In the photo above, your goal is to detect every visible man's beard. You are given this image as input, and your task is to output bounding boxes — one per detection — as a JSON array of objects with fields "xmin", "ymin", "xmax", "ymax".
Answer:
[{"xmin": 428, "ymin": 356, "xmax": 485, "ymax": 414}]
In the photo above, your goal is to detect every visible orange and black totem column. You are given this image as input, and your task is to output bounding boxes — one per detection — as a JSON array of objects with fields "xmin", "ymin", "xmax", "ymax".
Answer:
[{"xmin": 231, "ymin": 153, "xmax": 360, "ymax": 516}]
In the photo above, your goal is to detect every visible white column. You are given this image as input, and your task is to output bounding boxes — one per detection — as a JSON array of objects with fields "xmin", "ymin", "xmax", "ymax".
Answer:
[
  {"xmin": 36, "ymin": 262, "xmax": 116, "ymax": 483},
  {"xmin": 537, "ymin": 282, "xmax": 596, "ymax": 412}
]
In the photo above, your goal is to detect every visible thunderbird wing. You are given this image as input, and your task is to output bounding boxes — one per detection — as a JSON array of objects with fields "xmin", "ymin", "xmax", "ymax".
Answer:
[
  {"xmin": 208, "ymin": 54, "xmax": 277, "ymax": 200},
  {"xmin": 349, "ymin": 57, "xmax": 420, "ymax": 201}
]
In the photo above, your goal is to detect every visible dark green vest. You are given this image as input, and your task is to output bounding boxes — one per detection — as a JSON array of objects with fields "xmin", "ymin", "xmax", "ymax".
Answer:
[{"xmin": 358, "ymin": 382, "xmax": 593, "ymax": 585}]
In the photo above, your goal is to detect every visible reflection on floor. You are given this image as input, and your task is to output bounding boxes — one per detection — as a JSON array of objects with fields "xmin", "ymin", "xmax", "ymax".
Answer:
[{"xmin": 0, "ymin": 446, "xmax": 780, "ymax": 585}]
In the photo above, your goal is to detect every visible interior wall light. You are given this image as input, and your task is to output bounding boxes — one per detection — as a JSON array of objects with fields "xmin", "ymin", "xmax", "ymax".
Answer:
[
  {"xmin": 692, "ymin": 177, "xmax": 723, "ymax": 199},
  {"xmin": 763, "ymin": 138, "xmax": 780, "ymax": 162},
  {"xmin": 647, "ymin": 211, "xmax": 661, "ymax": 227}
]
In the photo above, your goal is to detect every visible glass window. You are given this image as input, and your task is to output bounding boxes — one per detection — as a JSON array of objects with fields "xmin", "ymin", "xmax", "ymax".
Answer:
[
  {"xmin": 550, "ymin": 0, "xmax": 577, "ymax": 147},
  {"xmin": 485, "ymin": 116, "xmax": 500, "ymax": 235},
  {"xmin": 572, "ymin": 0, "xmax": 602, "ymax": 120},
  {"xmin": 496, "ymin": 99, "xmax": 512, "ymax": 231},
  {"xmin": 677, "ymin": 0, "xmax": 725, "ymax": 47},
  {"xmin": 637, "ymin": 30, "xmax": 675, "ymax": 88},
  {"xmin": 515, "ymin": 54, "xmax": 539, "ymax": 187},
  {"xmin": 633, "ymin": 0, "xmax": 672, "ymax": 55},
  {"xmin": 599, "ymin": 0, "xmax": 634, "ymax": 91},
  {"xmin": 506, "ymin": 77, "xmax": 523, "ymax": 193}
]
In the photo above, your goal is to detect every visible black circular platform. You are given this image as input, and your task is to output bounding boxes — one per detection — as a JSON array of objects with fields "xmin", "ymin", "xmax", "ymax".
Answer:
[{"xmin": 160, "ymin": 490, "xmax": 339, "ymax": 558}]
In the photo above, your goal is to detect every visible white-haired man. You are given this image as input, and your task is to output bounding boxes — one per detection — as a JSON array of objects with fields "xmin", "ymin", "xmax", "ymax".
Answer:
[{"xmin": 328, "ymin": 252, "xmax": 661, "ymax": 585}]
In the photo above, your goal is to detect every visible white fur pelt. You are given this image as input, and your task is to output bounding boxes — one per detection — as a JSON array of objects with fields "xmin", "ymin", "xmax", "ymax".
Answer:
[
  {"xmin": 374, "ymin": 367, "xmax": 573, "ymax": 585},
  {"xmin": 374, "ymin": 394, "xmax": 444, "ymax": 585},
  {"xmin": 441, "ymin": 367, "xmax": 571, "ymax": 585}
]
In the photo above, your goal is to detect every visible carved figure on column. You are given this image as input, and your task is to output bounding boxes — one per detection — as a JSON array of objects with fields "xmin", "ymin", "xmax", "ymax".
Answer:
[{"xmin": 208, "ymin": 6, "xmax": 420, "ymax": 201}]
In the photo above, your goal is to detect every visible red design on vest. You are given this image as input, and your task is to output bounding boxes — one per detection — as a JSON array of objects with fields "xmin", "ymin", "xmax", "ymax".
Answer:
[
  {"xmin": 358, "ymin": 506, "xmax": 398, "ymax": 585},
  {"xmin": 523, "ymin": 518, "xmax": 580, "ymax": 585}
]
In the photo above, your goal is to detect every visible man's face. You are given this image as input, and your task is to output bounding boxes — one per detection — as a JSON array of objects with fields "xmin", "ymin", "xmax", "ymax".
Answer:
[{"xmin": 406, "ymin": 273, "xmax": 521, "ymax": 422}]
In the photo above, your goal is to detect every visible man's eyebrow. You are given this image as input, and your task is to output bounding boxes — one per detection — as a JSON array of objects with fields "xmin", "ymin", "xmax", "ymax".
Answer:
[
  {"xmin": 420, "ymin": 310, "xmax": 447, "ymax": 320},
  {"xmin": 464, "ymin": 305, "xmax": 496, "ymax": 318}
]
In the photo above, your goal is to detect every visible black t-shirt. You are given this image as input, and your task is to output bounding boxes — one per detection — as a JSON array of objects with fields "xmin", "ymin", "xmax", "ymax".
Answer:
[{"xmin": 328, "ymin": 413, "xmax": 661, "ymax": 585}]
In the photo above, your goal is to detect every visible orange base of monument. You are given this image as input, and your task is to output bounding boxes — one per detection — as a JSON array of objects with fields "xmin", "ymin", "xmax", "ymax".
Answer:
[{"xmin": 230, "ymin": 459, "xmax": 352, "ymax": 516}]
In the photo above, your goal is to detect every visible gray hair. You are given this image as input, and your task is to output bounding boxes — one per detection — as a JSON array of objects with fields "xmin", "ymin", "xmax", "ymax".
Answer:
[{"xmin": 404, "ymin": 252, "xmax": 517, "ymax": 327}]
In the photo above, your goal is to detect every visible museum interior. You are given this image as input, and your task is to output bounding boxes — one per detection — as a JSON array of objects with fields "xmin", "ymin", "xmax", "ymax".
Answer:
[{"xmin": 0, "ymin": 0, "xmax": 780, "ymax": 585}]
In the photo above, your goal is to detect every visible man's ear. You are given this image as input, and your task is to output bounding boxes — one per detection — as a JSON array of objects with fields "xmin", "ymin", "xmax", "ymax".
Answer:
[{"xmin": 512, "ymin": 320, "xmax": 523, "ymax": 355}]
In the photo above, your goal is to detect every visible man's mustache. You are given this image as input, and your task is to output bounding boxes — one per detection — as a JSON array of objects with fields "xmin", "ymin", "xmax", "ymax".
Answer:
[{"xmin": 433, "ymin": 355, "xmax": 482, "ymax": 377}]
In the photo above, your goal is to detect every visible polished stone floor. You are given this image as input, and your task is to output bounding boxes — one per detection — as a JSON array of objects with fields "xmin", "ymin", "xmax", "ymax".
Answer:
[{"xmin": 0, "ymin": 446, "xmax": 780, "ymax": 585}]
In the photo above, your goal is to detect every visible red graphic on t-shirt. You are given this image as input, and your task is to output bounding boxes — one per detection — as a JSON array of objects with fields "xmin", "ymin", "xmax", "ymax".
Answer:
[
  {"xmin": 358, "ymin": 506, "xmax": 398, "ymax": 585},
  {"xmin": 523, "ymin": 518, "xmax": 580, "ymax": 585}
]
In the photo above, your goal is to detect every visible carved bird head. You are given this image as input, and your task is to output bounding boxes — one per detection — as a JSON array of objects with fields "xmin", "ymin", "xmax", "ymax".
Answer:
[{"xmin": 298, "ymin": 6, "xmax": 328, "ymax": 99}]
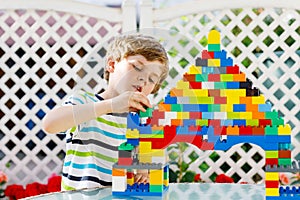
******************************
Exercise instructions —
Start at the line that contains "every visible polished" and stop at the end of the entries. Rewrite every line in that span, not only the answers, shifting each bounding-box coordinate in the answers up by 122, and leave out the pictures.

Expected answer —
In the photo above, your goal is to detect every visible polished stone floor. You are given this image as input, and your task is to output bounding boxes — one per detection — as a JSON array of objects with fields "xmin", "ymin", "xmax", "ymax".
Answer:
[{"xmin": 122, "ymin": 568, "xmax": 902, "ymax": 707}]
In the photo above, your goal is to detect every visible red graphic on t-shirt. You are given this image as input, and your task is to output bounding boxes — one per detection — as a JSON array of objects with fields "xmin", "ymin", "xmax", "ymax".
Answer:
[
  {"xmin": 480, "ymin": 628, "xmax": 520, "ymax": 707},
  {"xmin": 645, "ymin": 640, "xmax": 702, "ymax": 707}
]
In the photo above, your goal is to detect every visible carved bird head. You are given this image as input, and your task is to output bounding boxes — one per detection — as a JSON array of objects with fields "xmin", "ymin", "xmax", "ymax".
Answer:
[{"xmin": 420, "ymin": 128, "xmax": 450, "ymax": 221}]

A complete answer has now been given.